-- ASSIGNED TASK --
Answer these questions using the text below.
1. Which museum bought a painting by Cézanne, and what first did that purchase mark?
2. In what year and at which theater did Madama Butterfly premiere?
3. Who wrote the one-act play Madame Butterfly that Puccini saw in London?

-- TEXT --
But the bad press not only enticed a lot of people to come see the show, it also got a lot of the artwork sold. The Metropolitan Museum of Art bought a painting by Cézanne, the first American museum to do so; every single piece by Marcel Duchamp and his brother, Jacques Villon, was sold (including Nude Descending A Staircase, purchased sight unseen by an art dealer in San Francisco). Works by Duchamp and Picasso sold for less than $400.

It was on this day in 1904 that Giacomo Puccini's Madama Butterfly premiered in Milan, Italy, at Teatro alla Scala. Puccini had first been introduced to the story while he was in London for the premiere of his opera Tosca. There, he saw a one-act play called Madame Butterfly, written by the American playwright David Belasco. Belasco had based his play on a short story of the same name by John Luther Long, who claimed it was a true story told to him by relatives who were missionaries in Japan. Long was probably lying, though, because his story was very similar to a French novel called Madame Chrysanthème (1887) by Pierre Loti.

(Extracted records)
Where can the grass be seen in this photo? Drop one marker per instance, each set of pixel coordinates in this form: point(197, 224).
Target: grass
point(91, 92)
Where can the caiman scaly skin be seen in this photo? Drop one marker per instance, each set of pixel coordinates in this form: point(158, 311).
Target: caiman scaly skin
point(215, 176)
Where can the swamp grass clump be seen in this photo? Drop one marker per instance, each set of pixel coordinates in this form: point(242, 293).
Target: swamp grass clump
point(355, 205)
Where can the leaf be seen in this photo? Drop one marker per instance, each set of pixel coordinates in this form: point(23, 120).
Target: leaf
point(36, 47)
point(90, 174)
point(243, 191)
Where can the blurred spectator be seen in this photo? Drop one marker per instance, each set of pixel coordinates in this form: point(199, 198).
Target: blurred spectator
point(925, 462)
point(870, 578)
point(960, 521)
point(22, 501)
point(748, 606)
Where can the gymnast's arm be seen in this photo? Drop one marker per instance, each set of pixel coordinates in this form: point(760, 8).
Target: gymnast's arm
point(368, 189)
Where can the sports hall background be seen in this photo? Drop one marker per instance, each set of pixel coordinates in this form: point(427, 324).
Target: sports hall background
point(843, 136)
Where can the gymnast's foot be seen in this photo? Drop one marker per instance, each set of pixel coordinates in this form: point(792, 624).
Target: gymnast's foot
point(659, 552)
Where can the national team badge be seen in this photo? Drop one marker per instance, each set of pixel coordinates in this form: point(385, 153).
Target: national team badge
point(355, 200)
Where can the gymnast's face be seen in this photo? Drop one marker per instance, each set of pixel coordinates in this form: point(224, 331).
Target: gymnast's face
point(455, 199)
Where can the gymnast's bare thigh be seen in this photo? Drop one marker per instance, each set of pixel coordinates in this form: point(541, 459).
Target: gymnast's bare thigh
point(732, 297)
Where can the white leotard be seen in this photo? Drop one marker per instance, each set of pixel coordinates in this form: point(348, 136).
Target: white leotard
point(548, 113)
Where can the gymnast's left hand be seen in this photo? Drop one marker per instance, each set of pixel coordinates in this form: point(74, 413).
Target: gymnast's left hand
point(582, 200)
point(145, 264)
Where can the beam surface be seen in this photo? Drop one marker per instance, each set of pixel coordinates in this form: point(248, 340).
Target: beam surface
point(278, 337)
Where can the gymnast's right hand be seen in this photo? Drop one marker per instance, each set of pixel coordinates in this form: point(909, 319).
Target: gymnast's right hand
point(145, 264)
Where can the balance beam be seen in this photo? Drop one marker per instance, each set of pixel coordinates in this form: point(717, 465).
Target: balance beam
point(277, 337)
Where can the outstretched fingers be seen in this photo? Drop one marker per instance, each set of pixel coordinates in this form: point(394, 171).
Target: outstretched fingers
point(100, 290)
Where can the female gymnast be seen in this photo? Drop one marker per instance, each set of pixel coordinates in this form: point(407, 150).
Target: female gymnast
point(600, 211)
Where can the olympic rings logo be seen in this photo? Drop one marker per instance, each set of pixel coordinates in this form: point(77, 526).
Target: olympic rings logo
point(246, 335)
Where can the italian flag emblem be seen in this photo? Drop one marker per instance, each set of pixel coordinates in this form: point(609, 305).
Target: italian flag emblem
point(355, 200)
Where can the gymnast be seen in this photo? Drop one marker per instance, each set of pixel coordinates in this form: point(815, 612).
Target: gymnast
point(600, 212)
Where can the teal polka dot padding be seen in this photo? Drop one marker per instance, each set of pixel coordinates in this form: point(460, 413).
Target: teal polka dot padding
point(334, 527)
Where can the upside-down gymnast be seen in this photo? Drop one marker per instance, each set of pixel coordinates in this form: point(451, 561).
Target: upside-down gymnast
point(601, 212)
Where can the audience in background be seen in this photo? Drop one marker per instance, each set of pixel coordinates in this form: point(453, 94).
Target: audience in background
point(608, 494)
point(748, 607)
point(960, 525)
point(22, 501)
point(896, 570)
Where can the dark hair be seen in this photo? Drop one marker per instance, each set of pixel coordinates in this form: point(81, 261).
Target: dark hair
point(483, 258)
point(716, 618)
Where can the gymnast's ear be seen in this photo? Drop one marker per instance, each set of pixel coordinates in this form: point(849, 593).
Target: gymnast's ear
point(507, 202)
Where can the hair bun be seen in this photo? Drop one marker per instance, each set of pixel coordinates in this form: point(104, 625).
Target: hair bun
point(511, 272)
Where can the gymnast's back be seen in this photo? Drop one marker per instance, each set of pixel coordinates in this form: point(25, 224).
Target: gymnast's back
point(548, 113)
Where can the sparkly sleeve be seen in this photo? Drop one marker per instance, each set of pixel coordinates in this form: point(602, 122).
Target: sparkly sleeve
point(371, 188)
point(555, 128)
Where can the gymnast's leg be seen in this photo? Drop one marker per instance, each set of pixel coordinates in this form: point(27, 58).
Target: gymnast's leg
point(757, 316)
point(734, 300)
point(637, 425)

-- RESPONSE TO THIS EXERCISE --
1. The Metropolitan Museum of Art bought it. It was the first American museum to buy a painting by Cézanne.
2. It premiered in 1904 at Teatro alla Scala in Milan, Italy.
3. The American playwright David Belasco wrote it.